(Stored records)

○ ○ ○ ○ ○

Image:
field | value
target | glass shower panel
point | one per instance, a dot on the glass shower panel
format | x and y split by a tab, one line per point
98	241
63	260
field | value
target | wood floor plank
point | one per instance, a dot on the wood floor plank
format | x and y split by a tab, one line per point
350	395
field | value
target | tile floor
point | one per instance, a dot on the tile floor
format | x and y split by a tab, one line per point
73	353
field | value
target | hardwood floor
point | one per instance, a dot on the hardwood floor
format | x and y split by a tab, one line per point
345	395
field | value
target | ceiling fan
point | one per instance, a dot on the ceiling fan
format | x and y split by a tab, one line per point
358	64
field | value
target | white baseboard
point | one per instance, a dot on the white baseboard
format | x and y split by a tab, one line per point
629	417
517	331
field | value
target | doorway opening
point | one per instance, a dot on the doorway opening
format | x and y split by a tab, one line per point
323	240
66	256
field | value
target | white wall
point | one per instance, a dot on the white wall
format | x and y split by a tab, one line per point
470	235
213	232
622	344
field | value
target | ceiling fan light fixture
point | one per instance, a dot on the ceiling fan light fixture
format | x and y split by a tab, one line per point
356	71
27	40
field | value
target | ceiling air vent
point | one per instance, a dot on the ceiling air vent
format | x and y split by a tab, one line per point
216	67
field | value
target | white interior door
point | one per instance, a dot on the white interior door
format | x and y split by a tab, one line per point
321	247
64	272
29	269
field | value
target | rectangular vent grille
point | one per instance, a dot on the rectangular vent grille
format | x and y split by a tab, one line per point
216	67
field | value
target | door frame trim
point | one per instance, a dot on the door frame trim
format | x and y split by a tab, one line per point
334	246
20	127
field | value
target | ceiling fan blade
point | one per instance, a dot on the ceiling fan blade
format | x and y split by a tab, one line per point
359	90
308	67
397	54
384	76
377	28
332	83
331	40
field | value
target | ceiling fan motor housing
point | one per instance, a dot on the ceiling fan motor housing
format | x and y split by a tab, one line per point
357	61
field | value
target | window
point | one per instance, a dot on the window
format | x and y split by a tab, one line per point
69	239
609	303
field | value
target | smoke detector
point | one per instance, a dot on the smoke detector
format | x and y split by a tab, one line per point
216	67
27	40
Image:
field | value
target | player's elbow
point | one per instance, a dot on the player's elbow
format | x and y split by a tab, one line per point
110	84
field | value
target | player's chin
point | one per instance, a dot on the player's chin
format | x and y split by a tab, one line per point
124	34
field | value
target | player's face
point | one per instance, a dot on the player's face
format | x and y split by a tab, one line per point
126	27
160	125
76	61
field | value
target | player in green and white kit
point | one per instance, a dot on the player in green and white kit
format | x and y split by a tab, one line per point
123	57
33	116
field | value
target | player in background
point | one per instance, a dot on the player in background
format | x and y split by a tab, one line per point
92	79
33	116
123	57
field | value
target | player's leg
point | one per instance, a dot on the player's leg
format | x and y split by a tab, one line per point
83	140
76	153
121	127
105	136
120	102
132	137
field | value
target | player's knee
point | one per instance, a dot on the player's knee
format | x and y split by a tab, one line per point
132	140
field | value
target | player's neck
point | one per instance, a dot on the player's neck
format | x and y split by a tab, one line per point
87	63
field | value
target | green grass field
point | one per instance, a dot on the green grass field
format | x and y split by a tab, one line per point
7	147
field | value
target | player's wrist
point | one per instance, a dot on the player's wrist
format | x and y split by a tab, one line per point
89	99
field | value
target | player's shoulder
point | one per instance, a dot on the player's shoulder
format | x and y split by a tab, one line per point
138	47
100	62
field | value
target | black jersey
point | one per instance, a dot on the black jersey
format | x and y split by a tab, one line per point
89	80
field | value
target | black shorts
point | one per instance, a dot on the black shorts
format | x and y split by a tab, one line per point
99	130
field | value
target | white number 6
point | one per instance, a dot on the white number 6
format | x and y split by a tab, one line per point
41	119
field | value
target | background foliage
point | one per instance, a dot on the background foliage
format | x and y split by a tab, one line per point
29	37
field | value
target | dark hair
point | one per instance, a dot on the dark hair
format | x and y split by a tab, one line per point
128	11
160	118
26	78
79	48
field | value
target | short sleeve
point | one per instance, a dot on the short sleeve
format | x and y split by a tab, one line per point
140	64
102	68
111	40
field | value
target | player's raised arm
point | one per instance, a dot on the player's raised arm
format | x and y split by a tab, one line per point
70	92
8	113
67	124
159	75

○ ○ ○ ○ ○

Pull out each record as written and restate it exactly.

- Answer to this task:
Image:
field | value
target | glass shower panel
point | one per instance, a dot on the glass shower panel
format | x and y split by a tab, one line per point
98	241
63	260
field | value
target | wood floor plank
point | one per instance, a dot on the wood floor plank
format | x and y split by a tab, one line per point
350	395
field | value
target | tile floor
point | one per instance, a dot on the tile floor
format | x and y split by a tab, one line per point
73	353
field | value
target | hardwood floor
point | one per instance, a dot on the hardwood floor
format | x and y split by a tab, one line per point
345	395
field | value
target | ceiling fan
point | one per instance, a dot on the ceiling fan
format | x and y split by a tab, one line per point
358	64
field | value
target | white baseboard
point | one per instance, a dot on the white baseboard
format | x and y split by a tab, one line per point
629	417
517	331
field | value
target | doorway opening
point | one per instance, a dot on the doorway opening
format | x and y split by a tab, one line per point
323	240
66	256
field | value
target | white wall
point | one per instance, a dot on the white wall
format | x and y split by a tab, one line per point
470	235
213	232
622	344
field | value
target | ceiling fan light fixture
point | one per instance, a dot on the ceiling fan light fixture
format | x and y split by a tab, one line per point
356	71
27	40
field | value
target | ceiling air vent
point | one per instance, a dot on the ceiling air vent
format | x and y split by a tab, one line per point
216	67
field | value
target | white interior door
point | one per instance, a dot on the white interior door
format | x and y split by a tab, one line per point
321	247
64	272
29	269
field | value
target | rectangular vent grille
point | one per instance, a dot on the rectangular vent grille
format | x and y split by a tab, one line per point
216	67
field | value
target | door frame trim
point | one per instance, a dot on the door frame trim
format | x and y split by a tab, one line per point
334	246
20	127
field | value
target | ceiling fan blade
point | one per instance, a dot on the ceiling fan blade
format | x and y split by a tab, one line per point
359	90
308	67
397	54
384	76
377	28
332	83
331	40
field | value
target | ceiling fan motor housing
point | one per instance, a dot on the ceiling fan motor housing
format | x and y split by a tab, one line per point
357	61
field | value
target | window
point | one per instance, a dot on the window
format | x and y split by a tab, one line per point
69	239
609	303
field | value
target | smoke detector
point | one per instance, a dot on the smoke detector
format | x and y split by a tab, one line per point
216	67
27	40
Image:
field | value
target | player's elbow
point | one per instance, a dot on the player's elbow
format | x and y split by a tab, one line per point
110	84
field | value
target | player's chin
point | one per instance, a dot on the player's chin
format | x and y split by a tab, one line per point
124	34
field | value
target | player's face
point | one per instance, a dot on the player's face
format | x and y split by a tab, one line per point
126	27
160	125
76	61
field | value
target | player in green and white kit
point | one per instance, a dot on the player in green and white kit
format | x and y split by a tab, one line per point
123	57
33	116
field | value
target | player in background
point | one per instance, a dot on the player in background
format | x and y split by a tab, one line per point
92	79
33	116
123	57
field | value
target | player's leg
point | one per instance, a dot on the player's leg
format | x and y split by a tab, one line per point
83	140
76	153
121	127
105	136
120	102
132	137
field | value
target | player's knee
point | one per instance, a dot on the player's knee
format | x and y split by a tab, one line per point
132	140
field | value
target | player's neck
point | one per instance, a dot on the player's neck
format | x and y split by a tab, one line per point
87	63
field | value
target | green grass field
point | one per instance, a dot on the green grass field
format | x and y split by a tab, one line per point
7	147
field | value
target | player's wrist
point | one per instance, a dot on the player's wrist
format | x and y split by a tab, one line per point
89	99
field | value
target | player's shoulder
point | one per instance, a dot on the player's shoulder
format | x and y split by a tab, one line per point
138	47
100	62
field | value
target | black jersey
point | one per instance, a dot on the black jersey
format | x and y split by a tab, one line per point
89	80
field | value
target | black shorts
point | one per instance, a dot on the black shorts
format | x and y split by a tab, one line per point
99	130
field | value
target | white number 6
point | one per instance, a dot on the white number 6
format | x and y split by a tab, one line per point
41	119
field | value
target | background foliage
point | one per instance, a dot on the background foliage
format | x and y split by a tab, one line per point
29	37
field | value
target | dark hair
point | one per instance, a dot on the dark hair
format | x and y split by a tab, one line per point
128	11
160	118
26	78
79	48
field | value
target | short sleeve
point | one per instance, a dot on the short sleeve
format | x and y split by a tab, one line per point
140	64
102	68
111	40
field | value
target | player's raised arm
point | one per instance, a dot on the player's raised arm
format | x and y split by a tab, one line per point
70	92
8	113
67	124
159	75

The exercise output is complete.